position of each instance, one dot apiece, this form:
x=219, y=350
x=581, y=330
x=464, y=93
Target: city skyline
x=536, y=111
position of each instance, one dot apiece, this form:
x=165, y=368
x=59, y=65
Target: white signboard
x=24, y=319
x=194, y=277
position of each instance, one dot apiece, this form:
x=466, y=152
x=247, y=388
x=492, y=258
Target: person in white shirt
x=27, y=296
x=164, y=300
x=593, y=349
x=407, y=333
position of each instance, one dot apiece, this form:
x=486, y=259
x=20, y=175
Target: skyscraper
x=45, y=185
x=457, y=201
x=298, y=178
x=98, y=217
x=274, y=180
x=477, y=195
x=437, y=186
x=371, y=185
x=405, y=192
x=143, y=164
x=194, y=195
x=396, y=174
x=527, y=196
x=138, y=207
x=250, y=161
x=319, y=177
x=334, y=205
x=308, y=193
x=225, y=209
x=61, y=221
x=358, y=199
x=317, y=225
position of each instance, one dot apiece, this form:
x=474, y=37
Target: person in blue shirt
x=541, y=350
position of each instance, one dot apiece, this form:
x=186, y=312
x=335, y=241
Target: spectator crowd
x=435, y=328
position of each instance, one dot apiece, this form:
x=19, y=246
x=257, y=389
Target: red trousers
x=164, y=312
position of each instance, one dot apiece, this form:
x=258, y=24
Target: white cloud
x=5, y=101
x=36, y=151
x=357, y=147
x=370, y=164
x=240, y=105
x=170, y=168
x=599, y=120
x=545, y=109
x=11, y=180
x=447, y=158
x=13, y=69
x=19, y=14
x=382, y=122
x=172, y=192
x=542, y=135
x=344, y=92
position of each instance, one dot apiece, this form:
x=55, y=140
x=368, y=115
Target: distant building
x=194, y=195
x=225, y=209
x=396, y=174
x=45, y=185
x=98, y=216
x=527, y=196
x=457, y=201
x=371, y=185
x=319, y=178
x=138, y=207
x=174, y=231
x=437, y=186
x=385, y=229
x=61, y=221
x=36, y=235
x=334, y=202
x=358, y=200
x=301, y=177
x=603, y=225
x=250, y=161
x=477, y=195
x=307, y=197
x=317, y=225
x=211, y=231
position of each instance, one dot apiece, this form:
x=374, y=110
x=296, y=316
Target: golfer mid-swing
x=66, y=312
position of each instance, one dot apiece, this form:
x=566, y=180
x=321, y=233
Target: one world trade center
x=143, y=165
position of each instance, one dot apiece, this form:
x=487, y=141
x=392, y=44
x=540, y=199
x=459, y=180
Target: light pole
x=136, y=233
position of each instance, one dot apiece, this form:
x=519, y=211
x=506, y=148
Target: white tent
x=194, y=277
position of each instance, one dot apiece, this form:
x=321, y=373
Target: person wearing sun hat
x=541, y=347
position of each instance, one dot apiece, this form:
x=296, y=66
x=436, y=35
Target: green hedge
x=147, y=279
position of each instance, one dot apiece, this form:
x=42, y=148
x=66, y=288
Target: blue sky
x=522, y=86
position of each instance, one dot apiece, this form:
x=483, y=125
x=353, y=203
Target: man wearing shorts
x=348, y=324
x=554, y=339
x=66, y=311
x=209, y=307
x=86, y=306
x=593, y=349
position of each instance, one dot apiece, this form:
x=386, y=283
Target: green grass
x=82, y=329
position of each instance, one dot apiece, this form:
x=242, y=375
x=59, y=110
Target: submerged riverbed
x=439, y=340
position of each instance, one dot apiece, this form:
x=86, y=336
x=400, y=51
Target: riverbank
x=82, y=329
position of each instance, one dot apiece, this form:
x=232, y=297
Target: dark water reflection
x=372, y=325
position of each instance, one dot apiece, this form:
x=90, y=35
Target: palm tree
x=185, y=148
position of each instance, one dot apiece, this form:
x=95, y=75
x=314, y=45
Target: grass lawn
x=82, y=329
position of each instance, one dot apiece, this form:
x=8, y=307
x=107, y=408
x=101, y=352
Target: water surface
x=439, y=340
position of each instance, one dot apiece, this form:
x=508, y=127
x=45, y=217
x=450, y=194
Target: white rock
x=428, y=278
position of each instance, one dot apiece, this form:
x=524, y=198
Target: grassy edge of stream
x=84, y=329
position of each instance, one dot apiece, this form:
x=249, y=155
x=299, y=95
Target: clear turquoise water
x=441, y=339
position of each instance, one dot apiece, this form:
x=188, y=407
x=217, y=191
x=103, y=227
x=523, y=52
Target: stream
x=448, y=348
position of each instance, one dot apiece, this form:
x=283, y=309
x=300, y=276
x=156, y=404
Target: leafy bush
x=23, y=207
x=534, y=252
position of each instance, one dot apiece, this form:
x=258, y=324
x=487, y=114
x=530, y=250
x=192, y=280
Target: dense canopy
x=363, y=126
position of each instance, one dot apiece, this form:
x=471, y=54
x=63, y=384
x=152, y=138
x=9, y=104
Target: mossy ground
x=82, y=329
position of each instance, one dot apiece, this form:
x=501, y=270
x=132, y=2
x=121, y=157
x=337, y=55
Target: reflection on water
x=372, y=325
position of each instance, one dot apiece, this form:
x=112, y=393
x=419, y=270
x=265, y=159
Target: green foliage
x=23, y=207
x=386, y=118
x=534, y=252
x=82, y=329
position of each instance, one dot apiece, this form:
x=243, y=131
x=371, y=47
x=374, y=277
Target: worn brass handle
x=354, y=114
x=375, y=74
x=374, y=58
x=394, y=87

==

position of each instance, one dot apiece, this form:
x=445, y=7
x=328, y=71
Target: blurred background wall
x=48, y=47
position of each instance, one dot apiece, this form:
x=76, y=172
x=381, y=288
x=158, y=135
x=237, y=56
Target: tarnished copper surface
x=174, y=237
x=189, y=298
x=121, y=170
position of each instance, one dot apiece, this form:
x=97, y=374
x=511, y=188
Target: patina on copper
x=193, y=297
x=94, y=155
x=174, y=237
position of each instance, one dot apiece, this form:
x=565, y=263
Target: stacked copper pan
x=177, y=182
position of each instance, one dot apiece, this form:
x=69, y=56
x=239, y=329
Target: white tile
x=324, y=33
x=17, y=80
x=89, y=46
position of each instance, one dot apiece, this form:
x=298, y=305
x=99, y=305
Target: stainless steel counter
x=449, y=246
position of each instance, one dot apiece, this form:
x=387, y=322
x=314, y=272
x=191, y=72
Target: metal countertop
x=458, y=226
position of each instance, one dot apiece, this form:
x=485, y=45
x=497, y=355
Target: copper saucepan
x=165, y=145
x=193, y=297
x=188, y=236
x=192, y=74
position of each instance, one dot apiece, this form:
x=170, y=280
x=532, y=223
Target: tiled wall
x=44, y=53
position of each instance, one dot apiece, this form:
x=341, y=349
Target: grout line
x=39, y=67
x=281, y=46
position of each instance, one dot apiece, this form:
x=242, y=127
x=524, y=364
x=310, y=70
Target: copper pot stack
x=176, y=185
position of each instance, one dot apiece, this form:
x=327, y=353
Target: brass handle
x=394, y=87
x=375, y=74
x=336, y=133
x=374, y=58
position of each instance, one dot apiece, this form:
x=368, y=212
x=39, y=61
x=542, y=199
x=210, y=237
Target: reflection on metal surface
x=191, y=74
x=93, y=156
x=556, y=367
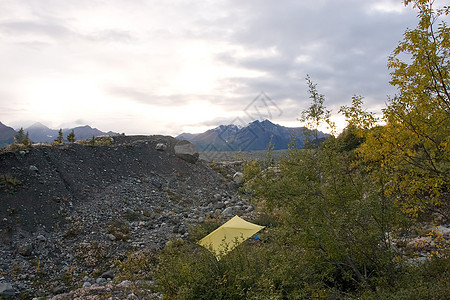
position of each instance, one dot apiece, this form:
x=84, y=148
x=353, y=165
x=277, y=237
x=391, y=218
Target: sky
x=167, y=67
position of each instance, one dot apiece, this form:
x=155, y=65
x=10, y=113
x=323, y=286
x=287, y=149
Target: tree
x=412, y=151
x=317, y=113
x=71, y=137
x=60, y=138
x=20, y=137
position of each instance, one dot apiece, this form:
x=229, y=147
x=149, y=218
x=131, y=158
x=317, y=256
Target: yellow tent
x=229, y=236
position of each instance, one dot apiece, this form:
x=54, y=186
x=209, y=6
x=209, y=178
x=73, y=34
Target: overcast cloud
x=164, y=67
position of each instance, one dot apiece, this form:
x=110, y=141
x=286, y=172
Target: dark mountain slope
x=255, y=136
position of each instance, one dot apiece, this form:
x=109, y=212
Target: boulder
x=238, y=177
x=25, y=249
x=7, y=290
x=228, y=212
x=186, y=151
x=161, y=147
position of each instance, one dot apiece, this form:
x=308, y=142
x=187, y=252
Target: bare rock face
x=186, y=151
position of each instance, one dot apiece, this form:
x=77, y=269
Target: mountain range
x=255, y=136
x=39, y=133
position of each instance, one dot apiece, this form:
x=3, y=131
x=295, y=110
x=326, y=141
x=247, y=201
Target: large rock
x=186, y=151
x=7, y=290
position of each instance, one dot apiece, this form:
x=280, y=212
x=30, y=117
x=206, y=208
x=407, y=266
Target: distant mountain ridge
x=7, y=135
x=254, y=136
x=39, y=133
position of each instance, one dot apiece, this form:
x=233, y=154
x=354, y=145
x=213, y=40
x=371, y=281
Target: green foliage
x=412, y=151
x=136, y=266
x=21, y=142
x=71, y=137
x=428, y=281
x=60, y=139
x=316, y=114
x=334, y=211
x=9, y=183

--

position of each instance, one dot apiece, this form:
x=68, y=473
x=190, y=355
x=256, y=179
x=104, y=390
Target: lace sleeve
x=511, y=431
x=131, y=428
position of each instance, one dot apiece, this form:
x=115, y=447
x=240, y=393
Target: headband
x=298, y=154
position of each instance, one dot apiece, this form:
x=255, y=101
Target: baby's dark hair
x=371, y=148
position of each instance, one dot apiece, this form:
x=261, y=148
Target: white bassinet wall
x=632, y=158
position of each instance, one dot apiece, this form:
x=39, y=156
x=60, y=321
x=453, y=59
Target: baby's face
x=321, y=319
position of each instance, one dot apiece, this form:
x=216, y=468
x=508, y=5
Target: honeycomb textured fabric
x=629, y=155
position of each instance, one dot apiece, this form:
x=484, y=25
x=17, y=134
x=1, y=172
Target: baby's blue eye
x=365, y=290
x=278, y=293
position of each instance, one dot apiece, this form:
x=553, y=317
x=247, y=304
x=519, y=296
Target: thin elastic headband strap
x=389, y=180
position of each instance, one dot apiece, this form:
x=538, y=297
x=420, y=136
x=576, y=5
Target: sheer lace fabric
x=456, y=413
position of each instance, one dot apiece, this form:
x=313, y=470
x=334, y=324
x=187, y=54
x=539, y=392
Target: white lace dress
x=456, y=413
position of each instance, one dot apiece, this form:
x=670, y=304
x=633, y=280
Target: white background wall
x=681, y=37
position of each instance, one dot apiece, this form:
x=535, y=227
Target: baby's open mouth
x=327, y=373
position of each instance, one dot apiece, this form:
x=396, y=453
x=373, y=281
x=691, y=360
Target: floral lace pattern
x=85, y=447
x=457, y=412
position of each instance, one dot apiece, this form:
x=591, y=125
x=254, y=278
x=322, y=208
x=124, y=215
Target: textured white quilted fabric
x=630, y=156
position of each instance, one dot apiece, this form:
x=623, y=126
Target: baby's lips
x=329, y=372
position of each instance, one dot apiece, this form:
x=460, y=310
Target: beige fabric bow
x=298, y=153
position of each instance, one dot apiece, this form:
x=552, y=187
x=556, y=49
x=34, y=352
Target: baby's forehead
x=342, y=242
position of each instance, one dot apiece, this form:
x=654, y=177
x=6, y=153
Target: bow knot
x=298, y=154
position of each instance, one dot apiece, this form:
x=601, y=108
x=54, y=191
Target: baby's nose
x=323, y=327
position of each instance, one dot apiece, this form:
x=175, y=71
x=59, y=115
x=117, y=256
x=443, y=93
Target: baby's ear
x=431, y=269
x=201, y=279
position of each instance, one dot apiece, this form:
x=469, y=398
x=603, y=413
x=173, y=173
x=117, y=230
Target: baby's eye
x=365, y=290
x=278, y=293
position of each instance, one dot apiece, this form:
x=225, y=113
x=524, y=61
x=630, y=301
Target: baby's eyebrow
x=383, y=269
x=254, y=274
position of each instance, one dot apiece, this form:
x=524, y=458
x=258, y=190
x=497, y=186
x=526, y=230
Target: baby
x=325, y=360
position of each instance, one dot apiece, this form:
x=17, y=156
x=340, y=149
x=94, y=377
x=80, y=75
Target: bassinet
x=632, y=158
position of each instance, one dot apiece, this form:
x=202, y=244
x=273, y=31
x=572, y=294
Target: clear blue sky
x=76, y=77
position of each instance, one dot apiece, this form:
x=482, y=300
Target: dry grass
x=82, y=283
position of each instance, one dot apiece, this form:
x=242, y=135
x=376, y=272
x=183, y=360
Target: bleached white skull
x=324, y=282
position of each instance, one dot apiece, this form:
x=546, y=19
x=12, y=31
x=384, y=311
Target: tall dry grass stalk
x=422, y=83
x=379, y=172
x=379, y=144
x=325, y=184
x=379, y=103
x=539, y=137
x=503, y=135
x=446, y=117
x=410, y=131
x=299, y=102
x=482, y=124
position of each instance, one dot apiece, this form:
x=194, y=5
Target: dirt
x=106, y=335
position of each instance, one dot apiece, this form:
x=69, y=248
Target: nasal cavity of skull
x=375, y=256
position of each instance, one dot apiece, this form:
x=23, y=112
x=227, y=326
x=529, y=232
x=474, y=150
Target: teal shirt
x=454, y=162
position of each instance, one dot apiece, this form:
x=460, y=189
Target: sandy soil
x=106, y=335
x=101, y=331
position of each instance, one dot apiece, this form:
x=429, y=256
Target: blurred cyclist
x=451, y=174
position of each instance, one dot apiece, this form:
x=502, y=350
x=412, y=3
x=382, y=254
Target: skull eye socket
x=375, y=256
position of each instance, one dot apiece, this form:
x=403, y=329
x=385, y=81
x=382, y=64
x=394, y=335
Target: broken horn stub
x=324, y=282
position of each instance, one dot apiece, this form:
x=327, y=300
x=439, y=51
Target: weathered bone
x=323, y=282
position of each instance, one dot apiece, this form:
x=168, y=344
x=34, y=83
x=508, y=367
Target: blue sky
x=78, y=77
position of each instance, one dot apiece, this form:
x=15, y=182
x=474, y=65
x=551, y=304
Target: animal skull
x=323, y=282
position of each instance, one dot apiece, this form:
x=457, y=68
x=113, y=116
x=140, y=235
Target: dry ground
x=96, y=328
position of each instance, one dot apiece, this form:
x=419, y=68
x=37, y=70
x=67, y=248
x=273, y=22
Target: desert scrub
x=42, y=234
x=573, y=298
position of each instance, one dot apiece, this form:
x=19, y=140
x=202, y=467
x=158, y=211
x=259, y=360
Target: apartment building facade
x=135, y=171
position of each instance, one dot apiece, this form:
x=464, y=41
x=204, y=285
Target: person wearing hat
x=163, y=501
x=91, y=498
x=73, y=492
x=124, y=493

» Goal
Extract every line from the items that contains the word "handle", matching case exactly.

» Result of the task
Target: worn brass handle
Target: brass handle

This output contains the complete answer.